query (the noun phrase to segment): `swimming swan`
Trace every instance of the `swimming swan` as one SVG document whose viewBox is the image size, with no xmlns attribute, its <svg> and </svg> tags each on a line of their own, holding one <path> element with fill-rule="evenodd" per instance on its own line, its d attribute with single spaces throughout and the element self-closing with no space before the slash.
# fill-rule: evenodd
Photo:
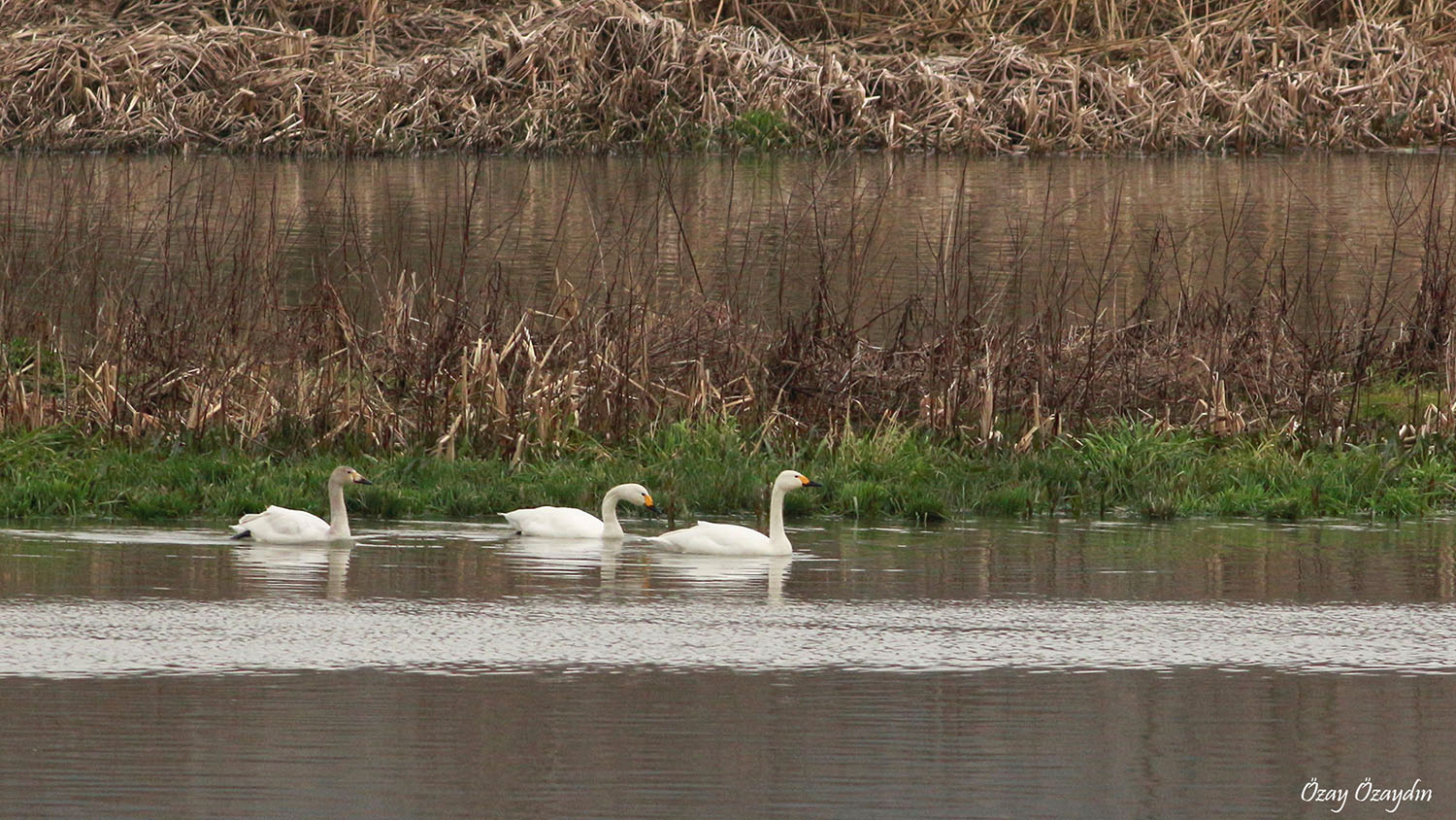
<svg viewBox="0 0 1456 820">
<path fill-rule="evenodd" d="M 269 507 L 262 513 L 249 513 L 237 519 L 234 539 L 252 537 L 261 543 L 310 543 L 347 539 L 349 536 L 349 514 L 344 508 L 345 484 L 373 484 L 354 468 L 335 468 L 329 473 L 329 520 L 287 507 Z"/>
<path fill-rule="evenodd" d="M 662 533 L 658 540 L 668 543 L 677 552 L 697 555 L 789 555 L 794 545 L 783 535 L 783 494 L 801 486 L 821 486 L 808 476 L 783 470 L 773 479 L 773 497 L 769 500 L 769 535 L 738 524 L 713 524 L 697 521 L 696 527 Z"/>
<path fill-rule="evenodd" d="M 645 486 L 619 484 L 601 498 L 600 519 L 574 507 L 530 507 L 501 514 L 515 527 L 515 532 L 526 536 L 622 537 L 626 533 L 622 532 L 622 524 L 617 521 L 617 501 L 646 507 L 657 513 L 657 507 L 652 505 L 652 494 Z"/>
</svg>

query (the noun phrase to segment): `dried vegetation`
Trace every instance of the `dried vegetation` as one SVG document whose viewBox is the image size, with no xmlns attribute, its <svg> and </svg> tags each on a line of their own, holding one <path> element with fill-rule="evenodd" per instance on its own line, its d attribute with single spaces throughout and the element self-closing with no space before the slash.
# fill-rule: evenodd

### PROBLEM STATEMENT
Turn the lines of all the items above into a numbered list, skipping blank lines. Leave the pictures out of your answer.

### RESULT OF THIS TASK
1. query (the noun phrase to segment): `swimming swan`
2. Trace every instance of the `swimming swan` as one SVG document whose viewBox is the image size, with no xmlns attribute, its <svg> and </svg> tags each on a line of their own, holding one <path> element with fill-rule="evenodd" per instance on its own line, its d attribute with single spaces throughout and the element self-closing with no space before the slash.
3. # fill-rule: evenodd
4. Photo:
5. <svg viewBox="0 0 1456 820">
6. <path fill-rule="evenodd" d="M 269 507 L 262 513 L 249 513 L 237 519 L 234 539 L 252 537 L 261 543 L 310 543 L 347 539 L 349 536 L 349 514 L 344 508 L 345 484 L 373 484 L 354 468 L 335 468 L 329 473 L 329 520 L 287 507 Z"/>
7. <path fill-rule="evenodd" d="M 662 533 L 658 540 L 668 543 L 677 552 L 697 555 L 789 555 L 794 545 L 783 535 L 783 494 L 801 486 L 821 486 L 808 476 L 783 470 L 773 479 L 773 497 L 769 500 L 769 535 L 738 524 L 713 524 L 697 521 L 696 527 Z"/>
8. <path fill-rule="evenodd" d="M 645 486 L 619 484 L 601 498 L 600 519 L 574 507 L 530 507 L 501 514 L 515 527 L 515 532 L 526 536 L 622 537 L 626 533 L 622 532 L 622 524 L 617 521 L 617 501 L 646 507 L 657 513 L 657 507 L 652 505 L 652 494 Z"/>
9. </svg>
10. query (the noun phrase to segment): `dried vegetation`
11. Trace every instance of the `dried vegetation` as one SVG document whose viewBox is the image size, with no xmlns attribute, its <svg> and </svg> tags each on a line of their own, holding one <path> element with fill-rule="evenodd" per instance on its own line, its d attribute with single spaces throughout and the element self-closing with no space before the slash.
12. # fill-rule: evenodd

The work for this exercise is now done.